---------- 本文抜粋

作:橙野ユキオ
※この物語の概要と作者が伝えたいことはこちら
・いざ鳥取へ
早朝の大阪。僕は車の音で目が覚めた。父の運転するトラックがアパートの前に着いたようだ。僕は慌てて起きて身支度をした。
少し頭が痛い。どうやら飲み過ぎたようだ。泡盛なんてあんなにガブガブ飲むものじゃないな。寂しさを紛らわせるためにはしゃぎ過ぎたんだな。
ピンポーーーーン
「準備出来とるか?行くぞ。」
「ああ・・・・・うん。」
布団をトラックに積み込んで鳥取に向かって出発した。片道約二時間半。父親と二人きりで二時間半なんて生まれて初めてかもしれない。
父はいつもと同じ感じだった。僕を励ますでもなく、自分が落ち込むでもなく。仕事で忙しく過ごしている父親しか知らないので、こういう時に何を話せばいいかわからなくて困った。
「まあ、あれだ。しばらくはゆっくりすればいい。いろいろあって疲れとるだろうし。お前には帰る家があるんだけぇ。」
「うん。・・・・・お父さん、ありがとう。」

--------------------

作業内容 →
a) 父と鳥取へ向かう物語から、「少し頭が痛い。どうやら飲み過」から「生まれて初めてかもしれない。」までを、最後の語句も含めて一字も変えずに書き写すこと。
b) 父と鳥取へ向かう物語を、本文の最後の文の後から書き継ぐこと。

---------- 抽出データ

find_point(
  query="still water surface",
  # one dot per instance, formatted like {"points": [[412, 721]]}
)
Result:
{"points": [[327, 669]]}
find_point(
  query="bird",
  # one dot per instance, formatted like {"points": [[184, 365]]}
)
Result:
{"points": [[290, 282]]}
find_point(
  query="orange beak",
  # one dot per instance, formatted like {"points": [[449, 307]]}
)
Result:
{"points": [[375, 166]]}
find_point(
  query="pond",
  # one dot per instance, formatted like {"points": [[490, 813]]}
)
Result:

--------------------
---------- 抽出データ

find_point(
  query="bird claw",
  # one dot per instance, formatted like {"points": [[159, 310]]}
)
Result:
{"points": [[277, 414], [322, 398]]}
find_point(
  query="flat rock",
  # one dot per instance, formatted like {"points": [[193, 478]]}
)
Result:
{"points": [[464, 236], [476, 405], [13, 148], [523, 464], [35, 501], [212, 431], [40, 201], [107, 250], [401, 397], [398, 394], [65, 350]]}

--------------------
---------- 抽出データ

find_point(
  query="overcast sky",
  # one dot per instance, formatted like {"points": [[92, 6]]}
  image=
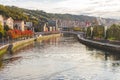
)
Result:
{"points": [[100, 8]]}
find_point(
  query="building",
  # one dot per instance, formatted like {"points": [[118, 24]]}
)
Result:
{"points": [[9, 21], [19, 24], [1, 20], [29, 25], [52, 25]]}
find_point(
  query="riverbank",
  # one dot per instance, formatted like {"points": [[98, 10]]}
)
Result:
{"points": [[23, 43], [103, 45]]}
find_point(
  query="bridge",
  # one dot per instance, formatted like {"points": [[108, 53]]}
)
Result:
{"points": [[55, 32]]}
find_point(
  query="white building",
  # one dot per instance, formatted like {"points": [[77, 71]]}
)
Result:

--------------------

項目別の解答 →
a)
少し頭が痛い。どうやら飲み過ぎたようだ。泡盛なんてあんなにガブガブ飲むものじゃないな。寂しさを紛らわせるためにはしゃぎ過ぎたんだな。
ピンポーーーーン
「準備出来とるか?行くぞ。」
「ああ・・・・・うん。」
布団をトラックに積み込んで鳥取に向かって出発した。片道約二時間半。父親と二人きりで二時間半なんて生まれて初めてかもしれない。

b)
今回の休職に関して、二人で交わした会話はこの一言くらいだったと思う。父はあまり僕の人生に干渉しない。これまでもそうだったし、これからもそうなのだろう。何も否定しない代わりに何かを勧めてくることもない。それはどんなテーマであっても。「生き方」でも「今日のランチ」でも。この日も昼食に立ち寄った定食屋で、僕は日替わりおススメランチを食べ、父はカレーを食べた。
鳥取の実家に着いて荷物を降ろしたら、辺りはもう暗くなりかけていた。鳥取の冬は日が落ちるのが早い。薄暗い里山がそのまま夜の空に続いているようだ。360度どこを見ても自然しかない。自然の大きさに包まれるなんていつ以来だろう。
疲れていたのもあって、とても眠かった。実家に安心したというのもあるだろう。ベッドに腰かけるとケータイがチカチカ光っているのが見えた。由美からのメールだった。
「おつかれさま!無事に着いた?」
「着いたよ。心配してくれてありがとう。明日からまた頑張るわ。」
その夜は本当に安心して寝た。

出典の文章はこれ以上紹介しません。